2. I realized that the ocean was terrifying because it was the opposite of lonely; it was abundant. By traveling so far from the shore I’d become an indistinguishable element of that abundance. The terror of my slow, lucid ego-death coupled with the necessity of moving my legs to keep myself alive was a stronger feeling than any kind of loneliness I’d ever experienced.
3. I arrived at Fanny Howe through an interview she did with Kim Jensen of Bomb Magazine.
4 . In the interview she describes her poetics as a reaching towards the ungraspable, the fragmentary, the bewildering. Her preoccupation is with the bentness of time. The freakish all-possible of moments, the vastness of living in simultaneity. How can two people be in two places at the same time? Or: How do we express actions occurring simultaneously?
5. There is a rare precision to her words. They scrape softly and insistently at a very particular feeling. In feeling it for the first time I realized it was a feeling I had always felt. A familiar estrangement. Like seeing a stranger in a dream for the second time.
6. The feeling is intimate with the abject. Between subject and object, the barely separate, like a limb cast-off or a corpse. It follows that many of the subjectivities in her novels are displaced and marginal; madwomen, children, monks. Kristeva writes that the abject inherently exists apart from the symbolic order of language, as a trauma irreconciliable with subjecthood. Fanny Howe makes a language for which abjection is immanent (a new subjectivity?)

GIVEN REQUEST A
Tally the lines in the entries below that contain the string "ceiling", treating uppercase and lowercase as distinct, and give only the number.
GIVEN REQUEST B
Resume the passage on Fanny Howe's poetics, picking up after its final sentence.

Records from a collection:
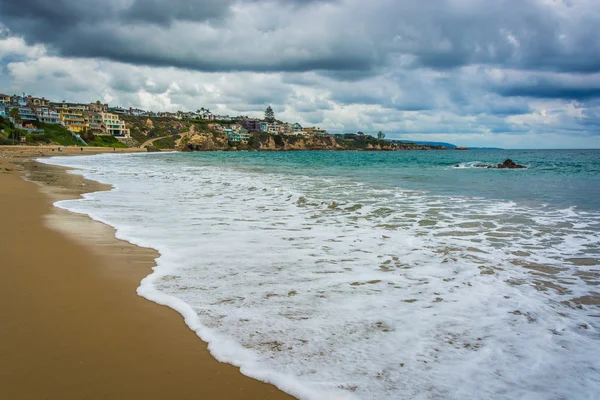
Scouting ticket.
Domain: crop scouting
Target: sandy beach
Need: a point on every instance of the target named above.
(73, 326)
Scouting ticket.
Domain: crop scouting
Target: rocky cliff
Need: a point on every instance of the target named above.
(210, 141)
(169, 133)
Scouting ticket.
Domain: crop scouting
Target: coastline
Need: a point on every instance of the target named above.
(75, 326)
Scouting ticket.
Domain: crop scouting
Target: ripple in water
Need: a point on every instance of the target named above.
(334, 289)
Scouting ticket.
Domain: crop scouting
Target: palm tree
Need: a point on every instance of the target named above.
(14, 113)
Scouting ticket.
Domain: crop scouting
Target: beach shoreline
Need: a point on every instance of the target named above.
(76, 327)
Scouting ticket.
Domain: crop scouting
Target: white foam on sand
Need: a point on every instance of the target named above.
(330, 288)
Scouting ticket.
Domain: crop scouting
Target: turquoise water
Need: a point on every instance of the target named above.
(561, 178)
(373, 275)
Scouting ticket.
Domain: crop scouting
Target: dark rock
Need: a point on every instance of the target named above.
(510, 164)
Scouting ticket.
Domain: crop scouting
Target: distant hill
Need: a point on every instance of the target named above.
(447, 145)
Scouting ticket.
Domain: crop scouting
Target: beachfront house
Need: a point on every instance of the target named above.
(18, 101)
(95, 123)
(98, 107)
(118, 110)
(285, 128)
(253, 125)
(114, 126)
(37, 101)
(296, 128)
(47, 115)
(72, 119)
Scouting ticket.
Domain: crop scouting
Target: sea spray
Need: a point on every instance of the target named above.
(336, 286)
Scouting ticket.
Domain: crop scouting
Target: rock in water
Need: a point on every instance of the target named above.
(508, 163)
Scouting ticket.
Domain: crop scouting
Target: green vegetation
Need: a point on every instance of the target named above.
(102, 140)
(166, 143)
(6, 129)
(53, 133)
(269, 115)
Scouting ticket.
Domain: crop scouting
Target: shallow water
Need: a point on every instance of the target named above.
(373, 275)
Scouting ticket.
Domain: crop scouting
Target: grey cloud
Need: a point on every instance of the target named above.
(350, 43)
(550, 86)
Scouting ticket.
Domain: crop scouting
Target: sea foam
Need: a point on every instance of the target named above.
(334, 288)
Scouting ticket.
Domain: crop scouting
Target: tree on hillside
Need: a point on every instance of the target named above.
(269, 115)
(14, 113)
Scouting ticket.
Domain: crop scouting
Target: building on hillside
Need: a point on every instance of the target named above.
(320, 132)
(136, 112)
(216, 127)
(26, 114)
(72, 119)
(308, 131)
(18, 101)
(253, 125)
(118, 110)
(47, 115)
(37, 102)
(273, 128)
(114, 126)
(70, 106)
(285, 128)
(95, 124)
(244, 134)
(207, 115)
(98, 107)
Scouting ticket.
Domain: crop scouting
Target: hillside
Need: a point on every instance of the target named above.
(210, 141)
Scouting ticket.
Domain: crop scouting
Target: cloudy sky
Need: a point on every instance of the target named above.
(508, 73)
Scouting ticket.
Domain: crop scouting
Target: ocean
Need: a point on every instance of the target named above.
(373, 275)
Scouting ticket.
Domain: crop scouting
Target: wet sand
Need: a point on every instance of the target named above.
(73, 326)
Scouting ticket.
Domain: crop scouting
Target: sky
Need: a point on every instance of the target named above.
(503, 73)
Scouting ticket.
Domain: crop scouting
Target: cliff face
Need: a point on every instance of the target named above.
(169, 133)
(210, 141)
(205, 141)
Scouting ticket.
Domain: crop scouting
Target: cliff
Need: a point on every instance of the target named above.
(210, 141)
(169, 133)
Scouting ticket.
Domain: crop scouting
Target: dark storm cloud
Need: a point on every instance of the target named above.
(573, 87)
(355, 40)
(552, 92)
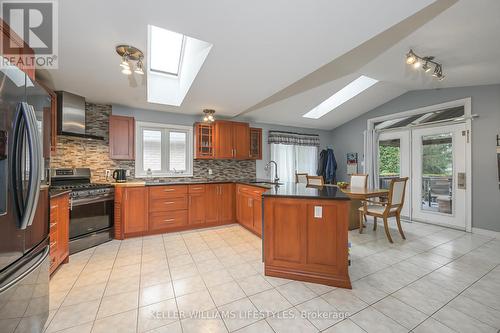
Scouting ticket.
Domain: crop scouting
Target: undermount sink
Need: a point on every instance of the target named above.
(268, 183)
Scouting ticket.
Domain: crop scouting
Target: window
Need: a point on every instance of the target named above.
(293, 159)
(164, 150)
(165, 50)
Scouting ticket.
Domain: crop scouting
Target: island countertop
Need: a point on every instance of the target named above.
(298, 190)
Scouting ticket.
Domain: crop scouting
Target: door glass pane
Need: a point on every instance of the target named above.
(151, 150)
(437, 171)
(177, 160)
(389, 165)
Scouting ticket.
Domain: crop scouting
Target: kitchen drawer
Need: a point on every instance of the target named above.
(53, 247)
(53, 226)
(197, 188)
(167, 191)
(168, 204)
(165, 220)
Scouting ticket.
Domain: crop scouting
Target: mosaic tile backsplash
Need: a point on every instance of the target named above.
(74, 152)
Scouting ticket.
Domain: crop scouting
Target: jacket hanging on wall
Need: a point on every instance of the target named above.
(327, 166)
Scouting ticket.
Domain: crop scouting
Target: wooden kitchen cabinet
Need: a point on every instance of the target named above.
(196, 204)
(232, 140)
(249, 207)
(255, 143)
(134, 211)
(59, 231)
(224, 148)
(204, 141)
(219, 206)
(13, 45)
(121, 138)
(227, 140)
(241, 141)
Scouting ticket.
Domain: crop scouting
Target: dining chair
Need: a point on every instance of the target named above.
(315, 181)
(360, 180)
(301, 178)
(390, 208)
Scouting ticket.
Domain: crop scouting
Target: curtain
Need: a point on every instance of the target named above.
(371, 157)
(292, 159)
(296, 139)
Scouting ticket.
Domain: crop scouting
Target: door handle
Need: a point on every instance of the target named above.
(25, 124)
(461, 181)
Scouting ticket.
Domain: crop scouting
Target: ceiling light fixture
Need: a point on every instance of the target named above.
(425, 63)
(129, 54)
(411, 57)
(340, 97)
(139, 69)
(208, 115)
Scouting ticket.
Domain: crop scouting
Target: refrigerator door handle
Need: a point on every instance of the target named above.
(26, 122)
(27, 272)
(35, 150)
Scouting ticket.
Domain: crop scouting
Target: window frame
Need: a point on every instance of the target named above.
(150, 52)
(165, 149)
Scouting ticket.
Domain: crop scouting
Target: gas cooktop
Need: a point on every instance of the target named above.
(84, 186)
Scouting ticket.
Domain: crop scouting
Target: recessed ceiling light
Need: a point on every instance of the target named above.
(340, 97)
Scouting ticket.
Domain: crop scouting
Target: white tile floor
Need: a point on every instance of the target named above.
(438, 280)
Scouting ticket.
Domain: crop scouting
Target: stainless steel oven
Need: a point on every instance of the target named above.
(91, 219)
(91, 208)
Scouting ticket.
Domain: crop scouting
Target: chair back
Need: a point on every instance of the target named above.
(359, 181)
(397, 190)
(301, 178)
(315, 180)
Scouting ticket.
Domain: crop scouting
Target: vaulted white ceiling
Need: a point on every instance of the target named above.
(261, 48)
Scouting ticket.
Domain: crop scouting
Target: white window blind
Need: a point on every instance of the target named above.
(164, 150)
(293, 159)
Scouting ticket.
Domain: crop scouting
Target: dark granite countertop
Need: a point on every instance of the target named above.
(55, 193)
(253, 182)
(297, 190)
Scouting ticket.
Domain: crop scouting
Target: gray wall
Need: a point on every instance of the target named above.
(485, 103)
(179, 119)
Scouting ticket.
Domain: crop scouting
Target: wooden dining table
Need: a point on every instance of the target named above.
(357, 194)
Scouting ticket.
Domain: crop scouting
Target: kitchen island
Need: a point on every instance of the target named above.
(306, 234)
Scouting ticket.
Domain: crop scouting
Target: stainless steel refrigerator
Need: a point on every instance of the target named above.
(24, 202)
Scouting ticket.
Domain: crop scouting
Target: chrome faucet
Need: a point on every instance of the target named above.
(276, 178)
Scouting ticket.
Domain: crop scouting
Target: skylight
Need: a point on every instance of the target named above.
(165, 50)
(340, 97)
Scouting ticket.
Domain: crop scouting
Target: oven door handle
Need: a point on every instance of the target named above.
(85, 201)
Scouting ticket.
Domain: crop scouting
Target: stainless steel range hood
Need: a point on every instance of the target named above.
(71, 116)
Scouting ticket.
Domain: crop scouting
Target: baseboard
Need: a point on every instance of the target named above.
(486, 232)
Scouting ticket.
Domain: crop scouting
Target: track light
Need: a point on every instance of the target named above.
(139, 68)
(411, 58)
(128, 55)
(425, 63)
(426, 67)
(208, 115)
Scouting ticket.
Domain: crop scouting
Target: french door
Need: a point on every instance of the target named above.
(439, 175)
(394, 161)
(434, 159)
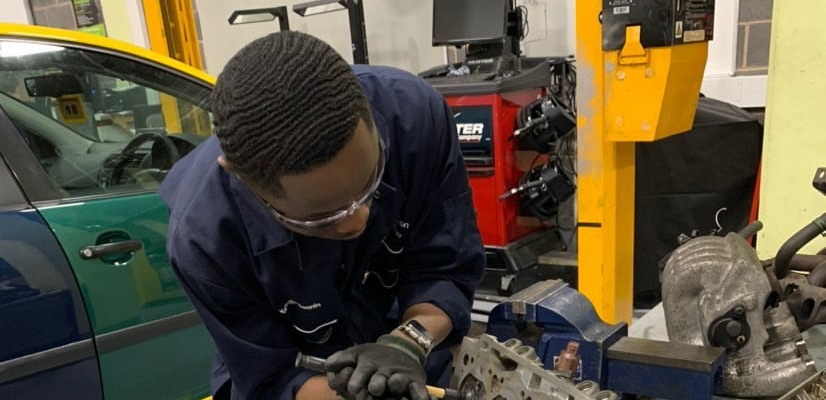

EXERCISE OUTPUT A
3

EXERCISE OUTPUT B
7. A Sensual Metaphysics. There’s a body-depth to her narratives, a sense of being weighted, but not weighed down.
8. “She went to the caravan on her sister’s black bike through the dark and felt this way the happiness of being a hard sea animal that machines its way gracefully through the ecstatic interiors of the outside world.”
9. “She began to harden with the first baby. A firm heel slid across the palm of her hand, under her navel, now like a moonsnail with a cat’s eye at its apex. Her wastes, and the baby’s, moved in opposite directions from the nutrients. Her breasts tightened to tips of pain. She entered her psyche daily on rising…”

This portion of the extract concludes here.